**Your goal**
Please give all of the data again, character for character, and drop the pictures.

**Given data**

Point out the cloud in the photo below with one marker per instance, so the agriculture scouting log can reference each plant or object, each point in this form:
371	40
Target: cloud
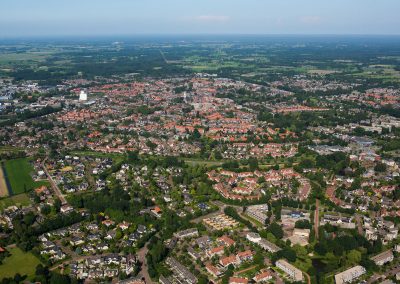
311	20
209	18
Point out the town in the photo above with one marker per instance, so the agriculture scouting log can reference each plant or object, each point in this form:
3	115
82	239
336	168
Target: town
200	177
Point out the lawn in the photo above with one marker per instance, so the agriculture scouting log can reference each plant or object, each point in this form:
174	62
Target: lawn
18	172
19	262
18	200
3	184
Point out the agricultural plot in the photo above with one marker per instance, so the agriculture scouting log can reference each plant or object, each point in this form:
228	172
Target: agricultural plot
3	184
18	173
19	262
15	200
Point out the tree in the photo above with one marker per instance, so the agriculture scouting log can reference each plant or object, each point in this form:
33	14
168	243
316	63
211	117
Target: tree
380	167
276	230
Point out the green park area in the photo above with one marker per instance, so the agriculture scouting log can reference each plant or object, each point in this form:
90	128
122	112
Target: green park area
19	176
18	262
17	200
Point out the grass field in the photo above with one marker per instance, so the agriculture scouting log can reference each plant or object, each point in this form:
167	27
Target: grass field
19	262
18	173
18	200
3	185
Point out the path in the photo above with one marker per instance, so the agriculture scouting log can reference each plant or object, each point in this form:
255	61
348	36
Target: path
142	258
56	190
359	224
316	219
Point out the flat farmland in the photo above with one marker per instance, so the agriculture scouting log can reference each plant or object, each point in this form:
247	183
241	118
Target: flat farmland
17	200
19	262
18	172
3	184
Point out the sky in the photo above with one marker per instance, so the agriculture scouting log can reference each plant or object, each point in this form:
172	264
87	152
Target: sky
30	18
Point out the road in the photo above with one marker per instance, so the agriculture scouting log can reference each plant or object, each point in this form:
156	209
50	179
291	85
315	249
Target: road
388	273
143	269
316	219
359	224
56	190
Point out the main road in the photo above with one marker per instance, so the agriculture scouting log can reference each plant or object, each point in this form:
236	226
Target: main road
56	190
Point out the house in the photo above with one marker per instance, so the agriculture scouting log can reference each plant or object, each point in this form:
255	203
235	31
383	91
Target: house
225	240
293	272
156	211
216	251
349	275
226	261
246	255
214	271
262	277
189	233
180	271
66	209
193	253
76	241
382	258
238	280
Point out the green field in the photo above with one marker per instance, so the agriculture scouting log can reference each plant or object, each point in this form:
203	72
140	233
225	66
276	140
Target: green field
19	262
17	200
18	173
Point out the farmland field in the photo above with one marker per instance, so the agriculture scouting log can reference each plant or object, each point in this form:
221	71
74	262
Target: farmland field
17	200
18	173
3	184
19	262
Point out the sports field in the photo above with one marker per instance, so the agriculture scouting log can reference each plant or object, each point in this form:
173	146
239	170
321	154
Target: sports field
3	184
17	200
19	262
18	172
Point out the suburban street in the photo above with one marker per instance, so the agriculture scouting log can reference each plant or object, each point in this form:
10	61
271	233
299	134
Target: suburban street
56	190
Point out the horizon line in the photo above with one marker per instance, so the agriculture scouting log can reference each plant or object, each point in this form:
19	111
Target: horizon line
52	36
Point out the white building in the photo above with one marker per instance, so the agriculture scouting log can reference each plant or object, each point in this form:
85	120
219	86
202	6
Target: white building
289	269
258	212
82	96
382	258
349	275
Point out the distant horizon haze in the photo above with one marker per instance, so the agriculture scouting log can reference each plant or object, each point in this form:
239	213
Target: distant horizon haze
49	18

**Solution for this problem**
Point out the cloud in the photo below with one marker per instance, so the agriculture scouting log can reference each plant or object, each point in this form:
371	40
Target: cloud
311	20
209	18
Point out the town in the photo above with one marker per instance, so the agriculture scouting log can reference each plant or object, each point in this form:
3	115
82	239
336	168
Target: town
200	177
Point out the lawn in the photo above with one marker per instance, so the agriculture scouting log can reference each plant or object, each point in this form:
174	62
Target: lawn
18	172
19	262
18	200
3	184
Point out the agricultural plot in the photo above with one marker per instance, so the agriculture scouting log can reference each plant or object, each point in this form:
228	172
Target: agricultural plot
3	184
18	173
19	262
15	200
Point out the tree in the photo above with one marker per instance, so the agriculture scouting log can reference each plant or object, each point in this form:
33	14
168	243
316	63
211	117
Target: tree
380	167
276	230
Point out the green park area in the photo above with one marker per instance, so the agriculture scouting log can reference each plant or object, each point in this form:
90	128
122	112
Target: green park area
19	176
18	262
17	200
Point out the grass field in the photo above with one marker per instance, so the agriculture scouting log can reference each plant or object, each point in this form:
167	27
Target: grass field
19	262
18	173
18	200
3	185
Point out the path in the photo above with one marker per instance, so the agriculture scouting log can reference each plant or object, each point in this form:
255	61
348	36
Target: path
142	258
56	190
359	224
316	219
Point out the flat farmland in the photo above with one marker per instance, so the agriculture scouting log can reference each plant or object, each point in this form:
247	183
241	118
Target: flat farmland
17	200
19	262
18	172
3	184
Point out the sky in the photo above with one marker per instance, so the agriculture scouting log can reference each plant or object, each point in this form:
172	264
87	152
Target: sky
30	18
Point out the road in the photo above with one marker per instance, so the agriculture scouting log can reference each plant or object, each point in this form:
156	209
50	179
291	85
315	249
Target: road
388	273
143	269
316	219
359	224
56	190
Point out the main road in the photo above with one marker per instance, so the agriculture scouting log can reference each plant or object, each point in this form:
236	226
Target: main road
56	190
Point out the house in the photo above with one marker per instance, so the agriculture scouting log can reference each plant or object, each point in this form:
255	203
235	31
383	91
Target: house
225	240
293	272
156	211
216	251
349	275
226	261
246	255
214	271
262	277
189	233
180	271
66	209
193	253
76	241
382	258
238	280
Point out the green field in the photo above with one marker per instance, so the agriculture scouting log can reference each plant or object, each point in this form:
203	72
140	233
225	66
276	140
Target: green field
19	262
17	200
18	173
Point out the farmland field in the photo above with one marker per instance, so the agriculture scouting log can reference each plant or object, each point in this form:
221	71
74	262
Target: farmland field
17	200
18	173
3	184
19	262
Point out the sports field in the photo above with one marker per instance, so the agriculture scouting log can reference each plant or object, each point in this form:
173	146
239	170
321	154
Target: sports field
3	184
17	200
19	262
18	172
Point out the suburban street in the photo above with one marker per instance, so the agriculture scouting log can reference each plant or object, each point in this form:
10	61
271	233
299	134
Target: suburban street
56	190
Point out the horizon line in the photo above with one marker per instance, so the agriculture scouting log can reference each plant or object, each point in this form:
19	111
Target: horizon line
52	36
Point out the white building in the photo above with one marker per instance, so the agriculture scouting log can reference each plant or object, each point in this form:
85	120
219	86
202	6
Target: white building
289	269
258	212
82	96
382	258
349	275
Point out the distant horizon haze in the photo above with one marker per instance, so the agriculture scouting log can reference each plant or object, each point in this form:
239	213
Target: distant horizon haze
49	18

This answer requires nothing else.